## Photo object pointing records
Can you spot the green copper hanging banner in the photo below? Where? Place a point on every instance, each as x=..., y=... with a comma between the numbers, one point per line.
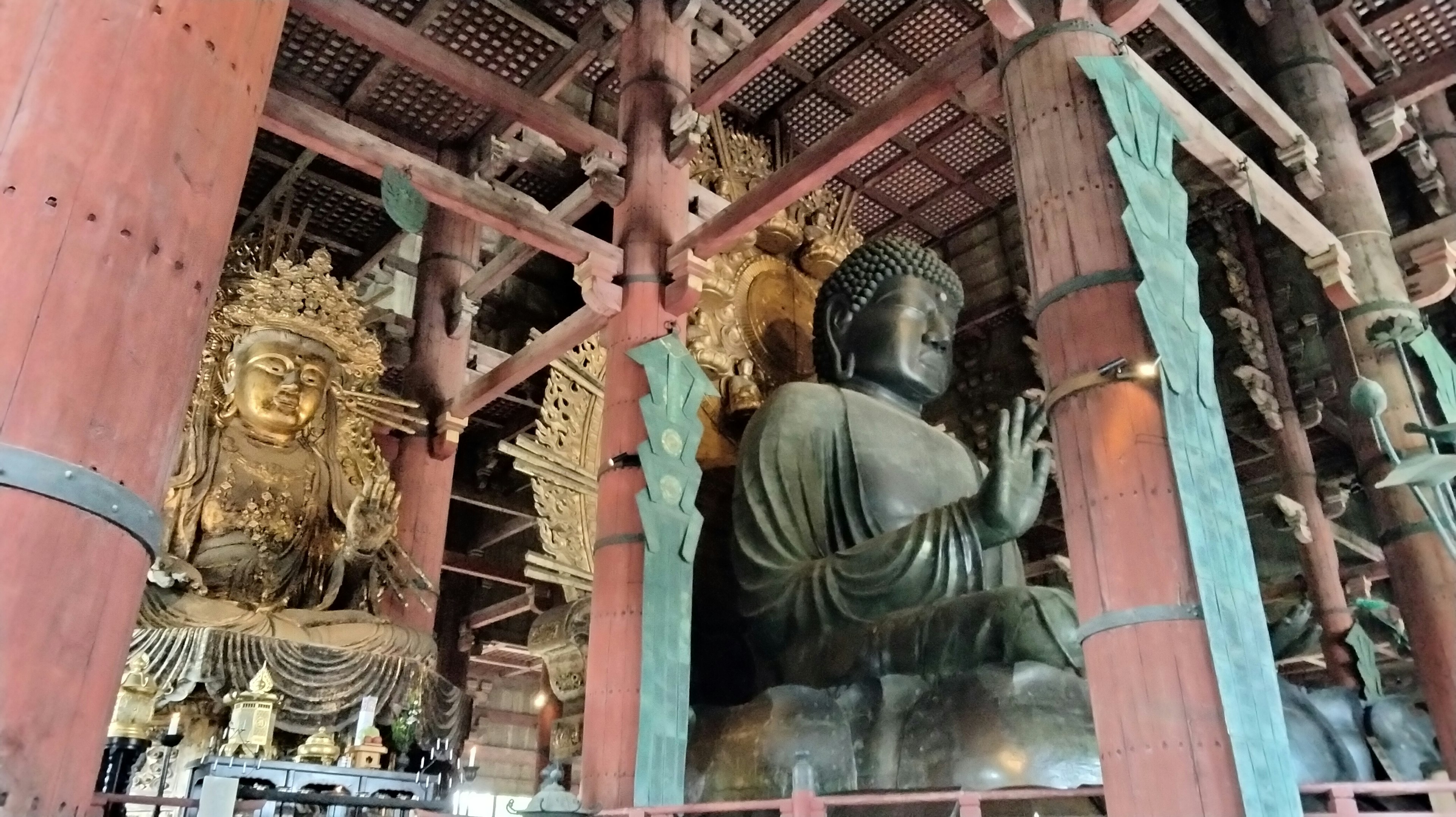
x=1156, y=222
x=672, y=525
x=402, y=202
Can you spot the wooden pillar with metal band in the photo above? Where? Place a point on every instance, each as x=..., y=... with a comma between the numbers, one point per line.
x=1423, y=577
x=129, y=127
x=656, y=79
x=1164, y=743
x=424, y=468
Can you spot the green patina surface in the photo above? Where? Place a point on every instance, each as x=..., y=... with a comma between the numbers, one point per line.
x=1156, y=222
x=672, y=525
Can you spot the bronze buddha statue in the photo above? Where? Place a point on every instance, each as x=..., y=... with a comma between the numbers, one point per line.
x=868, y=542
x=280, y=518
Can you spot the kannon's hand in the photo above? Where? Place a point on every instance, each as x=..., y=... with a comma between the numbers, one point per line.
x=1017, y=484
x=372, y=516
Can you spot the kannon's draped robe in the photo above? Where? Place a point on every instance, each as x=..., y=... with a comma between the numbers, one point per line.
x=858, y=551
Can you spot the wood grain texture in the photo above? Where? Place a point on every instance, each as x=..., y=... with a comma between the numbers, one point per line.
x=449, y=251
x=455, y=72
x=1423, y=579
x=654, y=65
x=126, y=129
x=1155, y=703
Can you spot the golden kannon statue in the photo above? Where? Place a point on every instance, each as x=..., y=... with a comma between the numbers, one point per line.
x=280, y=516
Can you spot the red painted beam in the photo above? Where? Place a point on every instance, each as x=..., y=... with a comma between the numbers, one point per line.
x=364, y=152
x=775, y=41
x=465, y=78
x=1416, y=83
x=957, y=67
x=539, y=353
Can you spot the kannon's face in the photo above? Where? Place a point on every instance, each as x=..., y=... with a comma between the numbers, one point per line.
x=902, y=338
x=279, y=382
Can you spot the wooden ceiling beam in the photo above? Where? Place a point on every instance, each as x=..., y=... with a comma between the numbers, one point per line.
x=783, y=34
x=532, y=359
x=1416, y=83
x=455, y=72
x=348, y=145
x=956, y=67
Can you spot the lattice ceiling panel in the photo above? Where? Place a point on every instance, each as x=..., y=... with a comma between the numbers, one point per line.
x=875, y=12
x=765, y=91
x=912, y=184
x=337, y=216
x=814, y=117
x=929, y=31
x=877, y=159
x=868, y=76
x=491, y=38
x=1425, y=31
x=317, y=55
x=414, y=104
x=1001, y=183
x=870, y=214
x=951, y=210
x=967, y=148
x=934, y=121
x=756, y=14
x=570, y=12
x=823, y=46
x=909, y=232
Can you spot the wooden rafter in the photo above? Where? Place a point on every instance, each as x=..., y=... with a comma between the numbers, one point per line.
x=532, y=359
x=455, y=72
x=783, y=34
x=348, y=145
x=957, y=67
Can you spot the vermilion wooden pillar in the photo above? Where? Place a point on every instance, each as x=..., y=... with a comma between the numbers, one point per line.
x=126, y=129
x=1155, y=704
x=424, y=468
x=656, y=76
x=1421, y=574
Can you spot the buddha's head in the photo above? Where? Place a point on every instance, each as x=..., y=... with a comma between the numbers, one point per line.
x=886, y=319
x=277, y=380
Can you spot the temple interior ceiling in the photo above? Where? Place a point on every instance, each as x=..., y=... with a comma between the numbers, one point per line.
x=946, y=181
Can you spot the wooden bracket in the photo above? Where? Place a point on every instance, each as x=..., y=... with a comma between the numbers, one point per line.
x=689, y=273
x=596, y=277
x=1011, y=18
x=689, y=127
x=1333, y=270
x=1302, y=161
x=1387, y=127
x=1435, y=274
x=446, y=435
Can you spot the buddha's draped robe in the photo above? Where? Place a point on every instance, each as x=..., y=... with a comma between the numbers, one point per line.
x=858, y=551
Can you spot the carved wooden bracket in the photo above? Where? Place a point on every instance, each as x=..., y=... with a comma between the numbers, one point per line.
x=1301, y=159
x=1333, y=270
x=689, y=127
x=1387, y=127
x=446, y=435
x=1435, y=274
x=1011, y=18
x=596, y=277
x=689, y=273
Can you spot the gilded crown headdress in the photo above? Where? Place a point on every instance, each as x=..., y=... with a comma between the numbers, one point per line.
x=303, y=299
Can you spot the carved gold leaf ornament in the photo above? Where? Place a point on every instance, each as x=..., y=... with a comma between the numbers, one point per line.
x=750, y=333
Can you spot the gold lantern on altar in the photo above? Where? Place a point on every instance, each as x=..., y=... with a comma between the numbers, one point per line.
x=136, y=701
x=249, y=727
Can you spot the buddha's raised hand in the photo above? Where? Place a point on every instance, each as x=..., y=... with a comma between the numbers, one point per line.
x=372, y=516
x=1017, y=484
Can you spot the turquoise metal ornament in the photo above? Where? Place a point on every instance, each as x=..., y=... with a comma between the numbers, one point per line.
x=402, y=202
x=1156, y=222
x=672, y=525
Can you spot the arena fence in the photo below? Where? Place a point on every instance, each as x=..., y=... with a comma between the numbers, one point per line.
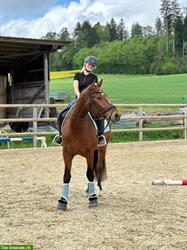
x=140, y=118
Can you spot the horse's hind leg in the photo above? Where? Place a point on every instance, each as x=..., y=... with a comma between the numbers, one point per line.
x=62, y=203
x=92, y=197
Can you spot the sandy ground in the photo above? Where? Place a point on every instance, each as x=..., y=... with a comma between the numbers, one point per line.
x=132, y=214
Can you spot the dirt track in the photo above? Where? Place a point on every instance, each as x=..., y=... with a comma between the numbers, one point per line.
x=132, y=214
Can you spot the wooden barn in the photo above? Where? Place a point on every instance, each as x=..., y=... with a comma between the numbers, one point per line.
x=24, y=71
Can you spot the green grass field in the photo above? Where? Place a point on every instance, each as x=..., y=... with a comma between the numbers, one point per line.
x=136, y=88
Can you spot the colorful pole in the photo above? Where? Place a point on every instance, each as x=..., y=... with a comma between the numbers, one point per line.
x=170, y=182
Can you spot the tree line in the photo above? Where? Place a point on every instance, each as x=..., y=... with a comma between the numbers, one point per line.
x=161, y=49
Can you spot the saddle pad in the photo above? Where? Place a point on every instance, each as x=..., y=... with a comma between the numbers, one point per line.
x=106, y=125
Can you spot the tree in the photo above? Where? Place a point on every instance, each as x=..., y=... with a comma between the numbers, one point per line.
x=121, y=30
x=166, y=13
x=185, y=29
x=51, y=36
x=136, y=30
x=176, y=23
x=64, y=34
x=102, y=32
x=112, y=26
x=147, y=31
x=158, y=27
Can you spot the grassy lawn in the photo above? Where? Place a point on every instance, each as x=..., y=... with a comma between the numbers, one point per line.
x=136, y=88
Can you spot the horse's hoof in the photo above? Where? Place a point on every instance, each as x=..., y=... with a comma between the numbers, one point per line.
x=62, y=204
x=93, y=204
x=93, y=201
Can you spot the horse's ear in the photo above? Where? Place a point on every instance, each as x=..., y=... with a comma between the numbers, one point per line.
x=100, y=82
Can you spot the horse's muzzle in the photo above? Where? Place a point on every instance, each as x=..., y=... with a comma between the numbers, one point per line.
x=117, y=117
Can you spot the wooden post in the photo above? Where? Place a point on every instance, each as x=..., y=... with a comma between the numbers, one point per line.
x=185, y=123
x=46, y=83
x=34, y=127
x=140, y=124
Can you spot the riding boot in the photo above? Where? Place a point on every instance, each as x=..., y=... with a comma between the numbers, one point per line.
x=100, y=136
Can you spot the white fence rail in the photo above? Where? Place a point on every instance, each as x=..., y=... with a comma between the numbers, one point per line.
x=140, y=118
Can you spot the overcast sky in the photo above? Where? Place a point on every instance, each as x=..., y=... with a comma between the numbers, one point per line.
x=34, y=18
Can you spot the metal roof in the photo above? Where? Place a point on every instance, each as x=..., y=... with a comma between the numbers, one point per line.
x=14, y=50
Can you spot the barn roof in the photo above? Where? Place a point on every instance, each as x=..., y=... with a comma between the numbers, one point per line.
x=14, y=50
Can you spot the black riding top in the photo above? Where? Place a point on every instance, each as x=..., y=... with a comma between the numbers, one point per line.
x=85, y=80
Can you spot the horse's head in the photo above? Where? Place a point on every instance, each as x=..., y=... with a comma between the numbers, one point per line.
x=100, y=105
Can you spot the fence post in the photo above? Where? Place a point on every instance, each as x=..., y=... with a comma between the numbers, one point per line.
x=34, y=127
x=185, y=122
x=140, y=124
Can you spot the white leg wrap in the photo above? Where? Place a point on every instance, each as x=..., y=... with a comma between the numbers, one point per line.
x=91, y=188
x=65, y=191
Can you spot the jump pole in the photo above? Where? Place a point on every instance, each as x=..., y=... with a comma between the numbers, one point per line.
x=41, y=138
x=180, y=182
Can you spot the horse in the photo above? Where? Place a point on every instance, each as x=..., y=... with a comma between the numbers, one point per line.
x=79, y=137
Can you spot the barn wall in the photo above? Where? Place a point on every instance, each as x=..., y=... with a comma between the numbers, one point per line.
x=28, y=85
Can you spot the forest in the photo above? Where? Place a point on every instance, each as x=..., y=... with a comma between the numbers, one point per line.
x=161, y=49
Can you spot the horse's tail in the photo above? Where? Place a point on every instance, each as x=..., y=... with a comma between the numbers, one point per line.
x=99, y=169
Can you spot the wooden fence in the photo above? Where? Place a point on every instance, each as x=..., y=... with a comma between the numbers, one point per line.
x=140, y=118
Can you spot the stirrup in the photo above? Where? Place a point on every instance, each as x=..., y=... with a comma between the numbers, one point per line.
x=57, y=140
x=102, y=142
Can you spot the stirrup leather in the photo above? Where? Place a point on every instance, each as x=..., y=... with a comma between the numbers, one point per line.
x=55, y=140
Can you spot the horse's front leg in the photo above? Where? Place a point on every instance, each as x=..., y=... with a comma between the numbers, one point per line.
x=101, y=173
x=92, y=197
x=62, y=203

## Your goal
Return the lines beginning at the one that contains "Can you spot the horse in" and continuing through the last line of the data, exactly as they stand and without any others.

## Answer to the exercise
Can you spot the horse in the photo above? Where? Place a point on every instance, each as x=..., y=... with a comma between the numbers, one point per line.
x=79, y=137
Can you spot the barn wall in the photo above? Where? Place a point on every instance, each as x=..., y=... with a comma between the numbers, one point per line.
x=28, y=85
Can you spot the forest in the photo above? Where? Place a point on every instance, each as x=..., y=... with a comma between the numbers, one point per line.
x=161, y=49
Can you spot the horse's tail in the photo above? Where? Place a point on every instance, each as x=..., y=... with a comma between the numbers, one point per line.
x=99, y=169
Can you spot the wooden fence in the photo above? Where? Place a point on every instance, each as x=..., y=... with a comma between the numbers, one point per line.
x=140, y=118
Can you spot the stirrup in the photo above? Where? Place a point on every instance, each as x=..., y=... with a comma between the numbers, one point per line.
x=57, y=140
x=102, y=142
Can you spot the stirrup leather in the photo above? Where? Place a point on every instance, each as x=..., y=... with a comma between the numbers, one point per line.
x=55, y=140
Can you spot the horse's front leg in the photo above? Where? Place a point on every instance, each as x=..., y=... with a comma between the numbers, one point per line.
x=101, y=173
x=92, y=197
x=62, y=203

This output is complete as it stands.